## TASK DESCRIPTION
Please give the whole listing again exactly, without any of its pictures.
START RECORDS FOR PROCESSING
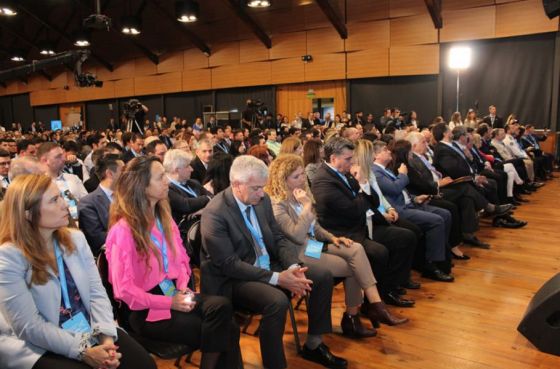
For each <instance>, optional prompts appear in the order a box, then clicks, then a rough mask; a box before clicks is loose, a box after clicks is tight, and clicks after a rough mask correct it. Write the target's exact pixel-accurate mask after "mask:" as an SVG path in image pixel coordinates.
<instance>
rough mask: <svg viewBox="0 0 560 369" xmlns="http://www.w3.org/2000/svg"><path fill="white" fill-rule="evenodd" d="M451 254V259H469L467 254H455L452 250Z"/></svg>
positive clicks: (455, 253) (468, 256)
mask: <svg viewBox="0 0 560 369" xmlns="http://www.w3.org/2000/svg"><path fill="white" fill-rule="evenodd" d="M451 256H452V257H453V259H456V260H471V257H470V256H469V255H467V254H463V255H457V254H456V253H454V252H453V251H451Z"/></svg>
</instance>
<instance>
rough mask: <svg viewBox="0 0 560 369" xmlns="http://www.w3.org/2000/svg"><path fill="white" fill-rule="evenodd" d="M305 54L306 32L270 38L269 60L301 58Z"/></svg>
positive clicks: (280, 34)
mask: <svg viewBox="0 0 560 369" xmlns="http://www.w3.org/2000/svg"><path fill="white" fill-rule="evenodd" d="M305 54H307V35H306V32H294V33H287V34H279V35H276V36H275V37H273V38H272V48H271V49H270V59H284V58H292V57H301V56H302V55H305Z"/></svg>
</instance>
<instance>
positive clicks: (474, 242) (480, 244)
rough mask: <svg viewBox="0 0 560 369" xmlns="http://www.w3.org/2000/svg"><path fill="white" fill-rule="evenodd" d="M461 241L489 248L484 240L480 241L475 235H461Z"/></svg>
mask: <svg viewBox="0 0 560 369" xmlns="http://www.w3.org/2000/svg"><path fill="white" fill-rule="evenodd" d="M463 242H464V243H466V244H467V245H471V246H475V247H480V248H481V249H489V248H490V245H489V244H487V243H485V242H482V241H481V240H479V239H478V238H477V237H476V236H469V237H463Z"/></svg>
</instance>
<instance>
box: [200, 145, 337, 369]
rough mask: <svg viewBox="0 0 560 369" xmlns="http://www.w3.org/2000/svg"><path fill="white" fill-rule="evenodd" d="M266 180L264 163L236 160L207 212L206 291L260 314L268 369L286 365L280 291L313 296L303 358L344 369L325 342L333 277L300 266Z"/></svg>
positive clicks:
END RECORDS FOR PROCESSING
## YOUR SOLUTION
For each <instance>, optional prompts appear in the order a box, then clicks, then a rough mask; a box before clicks is loose, a box after clicks is tight, and clicks after a rough mask correct it. Write the target's exact pixel-accurate mask after "mask:" as an SVG path in image pixel coordinates.
<instance>
rough mask: <svg viewBox="0 0 560 369" xmlns="http://www.w3.org/2000/svg"><path fill="white" fill-rule="evenodd" d="M451 254V259H469L467 254H455L452 250Z"/></svg>
positive clicks: (455, 253) (468, 256)
mask: <svg viewBox="0 0 560 369" xmlns="http://www.w3.org/2000/svg"><path fill="white" fill-rule="evenodd" d="M451 256H452V257H453V259H456V260H471V257H470V256H469V255H467V254H463V255H457V254H456V253H454V252H453V251H451Z"/></svg>
</instance>
<instance>
rough mask: <svg viewBox="0 0 560 369" xmlns="http://www.w3.org/2000/svg"><path fill="white" fill-rule="evenodd" d="M305 54L306 32L270 38L269 60L301 58Z"/></svg>
positive clicks: (280, 34)
mask: <svg viewBox="0 0 560 369" xmlns="http://www.w3.org/2000/svg"><path fill="white" fill-rule="evenodd" d="M305 54H307V35H306V32H294V33H287V34H279V35H276V36H275V37H273V38H272V48H271V49H270V59H284V58H292V57H301V56H302V55H305Z"/></svg>
</instance>
<instance>
positive clicks: (474, 242) (480, 244)
rough mask: <svg viewBox="0 0 560 369" xmlns="http://www.w3.org/2000/svg"><path fill="white" fill-rule="evenodd" d="M461 241L489 248L484 240L480 241L475 235H461Z"/></svg>
mask: <svg viewBox="0 0 560 369" xmlns="http://www.w3.org/2000/svg"><path fill="white" fill-rule="evenodd" d="M463 242H464V243H466V244H467V245H471V246H475V247H480V248H481V249H489V248H490V245H489V244H487V243H485V242H482V241H481V240H479V239H478V238H477V237H476V236H469V237H463Z"/></svg>
</instance>
<instance>
box: [200, 145, 337, 369]
rough mask: <svg viewBox="0 0 560 369" xmlns="http://www.w3.org/2000/svg"><path fill="white" fill-rule="evenodd" d="M266 180L264 163L236 160L207 212L206 291L260 314L268 369L286 365L280 291L313 296L303 358L344 369L325 342L333 277L300 266Z"/></svg>
positive clicks:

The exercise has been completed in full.